Selected extract section start
It hit me like a ton of bricks. I was bedridden with vertigo for a week, unable to do much but eat bowls of cereal, vomit and sleep. I managed to drag myself to a GP who put the symptoms down to Labrynthitis and gave me a load of pills to ease the dizziness and sickness. I was signed off work for a few weeks and spent most of the summer on the sofa watching The Wire. I could walk but it took months to feel steady on my feet and I was constantly wondering about the ringing noise in my ear and whether my hearing would return. It was a very grey time, a fever dream in which my life had stopped but the world of my friends, colleagues and peers kept turning. At some point I realised that it was probably more serious than a standard ear infection.
I saw a specialist who conducted Rinne’s and Weber’s tests on me using a tuning fork. It’s an old-school process that can tell whether a patient has suffered conductive (a blockage of the ear, for example) or sensorineural hearing loss. The doctor called it immediately: I’d lost the hearing in my right ear and was unlikely to regain it. The news was difficult to take. I remember my world wobbling at the edges, threatening to collapse. Was that it? Are you… sure?! What about work, music, my social life? What about the constant threat of tinnitus? What if something happens to my other ear?
Selected extract section end
*Activity list*.
A - From the hearing-loss account, return the passage that begins at the words "It hit me like" and stops after "standard ear infection.".
B - Answer these questions about the hearing-loss account:
(i) For how long was the writer bedridden with vertigo?
(ii) What did the writer watch while spending most of the summer on the sofa?
(iii) What did the specialist use to conduct Rinne's and Weber's tests?
The records are separate material with no connection to the hearing-loss account.
Data under study section start
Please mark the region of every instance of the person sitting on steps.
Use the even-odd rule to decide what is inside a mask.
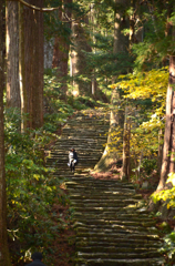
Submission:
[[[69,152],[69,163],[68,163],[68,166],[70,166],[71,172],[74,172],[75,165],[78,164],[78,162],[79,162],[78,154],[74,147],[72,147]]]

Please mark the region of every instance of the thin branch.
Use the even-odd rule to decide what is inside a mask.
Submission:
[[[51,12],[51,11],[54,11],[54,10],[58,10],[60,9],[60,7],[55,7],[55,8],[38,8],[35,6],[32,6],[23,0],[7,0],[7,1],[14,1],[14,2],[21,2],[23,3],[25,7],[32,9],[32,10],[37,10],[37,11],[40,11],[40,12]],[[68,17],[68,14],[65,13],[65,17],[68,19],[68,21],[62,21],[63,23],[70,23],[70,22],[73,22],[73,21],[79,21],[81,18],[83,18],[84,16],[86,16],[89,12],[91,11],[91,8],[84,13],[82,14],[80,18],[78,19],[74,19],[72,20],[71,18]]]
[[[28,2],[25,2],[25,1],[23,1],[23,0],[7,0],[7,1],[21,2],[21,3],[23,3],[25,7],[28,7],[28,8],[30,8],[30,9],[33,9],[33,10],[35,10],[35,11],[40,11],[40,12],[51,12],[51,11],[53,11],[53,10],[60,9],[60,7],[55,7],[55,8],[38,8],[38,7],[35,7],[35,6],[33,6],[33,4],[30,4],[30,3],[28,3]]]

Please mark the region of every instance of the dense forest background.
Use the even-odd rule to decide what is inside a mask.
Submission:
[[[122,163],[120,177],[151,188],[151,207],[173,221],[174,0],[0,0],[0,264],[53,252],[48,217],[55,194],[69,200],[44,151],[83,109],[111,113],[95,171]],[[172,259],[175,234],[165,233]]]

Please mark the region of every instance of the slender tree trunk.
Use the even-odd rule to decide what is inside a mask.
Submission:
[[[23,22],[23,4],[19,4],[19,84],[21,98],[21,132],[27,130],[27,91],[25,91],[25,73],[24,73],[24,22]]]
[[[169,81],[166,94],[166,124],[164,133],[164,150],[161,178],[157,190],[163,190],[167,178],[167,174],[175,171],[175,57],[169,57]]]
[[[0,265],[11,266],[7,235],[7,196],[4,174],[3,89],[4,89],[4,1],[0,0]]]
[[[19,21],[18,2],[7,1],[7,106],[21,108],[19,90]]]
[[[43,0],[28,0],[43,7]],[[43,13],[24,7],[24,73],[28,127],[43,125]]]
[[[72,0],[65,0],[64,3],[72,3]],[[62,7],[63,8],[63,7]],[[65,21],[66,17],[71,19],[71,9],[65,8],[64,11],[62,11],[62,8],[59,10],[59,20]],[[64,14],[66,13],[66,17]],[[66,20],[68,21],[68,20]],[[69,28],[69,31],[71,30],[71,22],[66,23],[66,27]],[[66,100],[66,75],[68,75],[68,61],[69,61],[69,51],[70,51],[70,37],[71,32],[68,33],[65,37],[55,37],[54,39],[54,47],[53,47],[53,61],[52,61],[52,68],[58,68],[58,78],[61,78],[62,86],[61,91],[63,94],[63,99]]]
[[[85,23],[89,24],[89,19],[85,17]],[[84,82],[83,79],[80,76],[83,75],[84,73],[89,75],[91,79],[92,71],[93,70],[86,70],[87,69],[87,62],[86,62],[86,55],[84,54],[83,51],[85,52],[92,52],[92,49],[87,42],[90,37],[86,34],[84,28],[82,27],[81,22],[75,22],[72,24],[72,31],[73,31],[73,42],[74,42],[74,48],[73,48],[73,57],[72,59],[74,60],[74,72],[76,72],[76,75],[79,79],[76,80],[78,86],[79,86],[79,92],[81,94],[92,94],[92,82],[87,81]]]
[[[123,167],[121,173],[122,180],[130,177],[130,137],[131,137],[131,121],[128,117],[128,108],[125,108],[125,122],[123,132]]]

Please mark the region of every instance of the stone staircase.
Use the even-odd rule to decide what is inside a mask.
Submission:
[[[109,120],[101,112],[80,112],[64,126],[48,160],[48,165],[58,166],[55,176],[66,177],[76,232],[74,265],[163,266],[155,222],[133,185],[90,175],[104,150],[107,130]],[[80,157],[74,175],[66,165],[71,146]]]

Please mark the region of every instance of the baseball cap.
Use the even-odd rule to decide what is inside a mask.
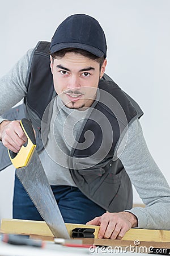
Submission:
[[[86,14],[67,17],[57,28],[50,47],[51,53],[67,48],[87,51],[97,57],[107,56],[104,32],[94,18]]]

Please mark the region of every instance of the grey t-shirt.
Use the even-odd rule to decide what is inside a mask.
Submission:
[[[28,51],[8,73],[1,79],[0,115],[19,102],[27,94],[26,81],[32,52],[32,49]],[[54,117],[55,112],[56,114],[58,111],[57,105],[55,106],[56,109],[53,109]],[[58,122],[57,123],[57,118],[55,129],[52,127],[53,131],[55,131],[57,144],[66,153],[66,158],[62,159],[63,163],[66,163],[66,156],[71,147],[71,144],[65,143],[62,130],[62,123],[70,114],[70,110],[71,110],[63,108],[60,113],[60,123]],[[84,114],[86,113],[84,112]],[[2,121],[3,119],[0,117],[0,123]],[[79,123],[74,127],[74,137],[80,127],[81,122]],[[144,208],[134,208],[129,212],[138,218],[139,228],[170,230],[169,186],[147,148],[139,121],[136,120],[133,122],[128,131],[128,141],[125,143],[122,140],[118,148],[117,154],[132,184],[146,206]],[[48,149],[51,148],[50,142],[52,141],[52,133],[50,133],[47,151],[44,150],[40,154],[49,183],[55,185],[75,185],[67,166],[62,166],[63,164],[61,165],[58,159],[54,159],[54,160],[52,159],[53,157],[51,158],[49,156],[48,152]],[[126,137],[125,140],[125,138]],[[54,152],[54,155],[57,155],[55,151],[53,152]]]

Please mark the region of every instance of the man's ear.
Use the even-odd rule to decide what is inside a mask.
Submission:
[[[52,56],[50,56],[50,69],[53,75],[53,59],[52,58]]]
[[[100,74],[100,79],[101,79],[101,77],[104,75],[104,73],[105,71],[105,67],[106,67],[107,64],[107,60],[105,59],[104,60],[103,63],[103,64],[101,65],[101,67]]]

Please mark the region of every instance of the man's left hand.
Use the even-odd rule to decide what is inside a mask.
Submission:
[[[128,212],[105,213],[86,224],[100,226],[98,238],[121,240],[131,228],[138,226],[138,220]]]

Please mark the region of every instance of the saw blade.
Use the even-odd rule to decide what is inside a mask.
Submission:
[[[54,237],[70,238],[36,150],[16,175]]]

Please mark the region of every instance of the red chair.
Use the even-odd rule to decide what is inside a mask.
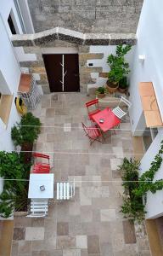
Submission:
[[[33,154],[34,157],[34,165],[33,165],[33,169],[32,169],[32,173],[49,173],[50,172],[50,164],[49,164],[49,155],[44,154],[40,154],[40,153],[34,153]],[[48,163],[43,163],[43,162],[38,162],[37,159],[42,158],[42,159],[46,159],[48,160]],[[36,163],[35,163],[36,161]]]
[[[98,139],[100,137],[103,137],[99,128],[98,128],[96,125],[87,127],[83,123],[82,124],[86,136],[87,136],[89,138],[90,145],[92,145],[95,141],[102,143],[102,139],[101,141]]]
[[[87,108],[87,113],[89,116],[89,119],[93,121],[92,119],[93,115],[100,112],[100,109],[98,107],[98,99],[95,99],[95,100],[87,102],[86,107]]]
Data under study section end
*Outputs in order*.
A -
It hit me like a ton of bricks. I was bedridden with vertigo for a week, unable to do much but eat bowls of cereal, vomit and sleep. I managed to drag myself to a GP who put the symptoms down to Labrynthitis and gave me a load of pills to ease the dizziness and sickness. I was signed off work for a few weeks and spent most of the summer on the sofa watching The Wire. I could walk but it took months to feel steady on my feet and I was constantly wondering about the ringing noise in my ear and whether my hearing would return. It was a very grey time, a fever dream in which my life had stopped but the world of my friends, colleagues and peers kept turning. At some point I realised that it was probably more serious than a standard ear infection.

B -
(i) A week.
(ii) The Wire.
(iii) A tuning fork.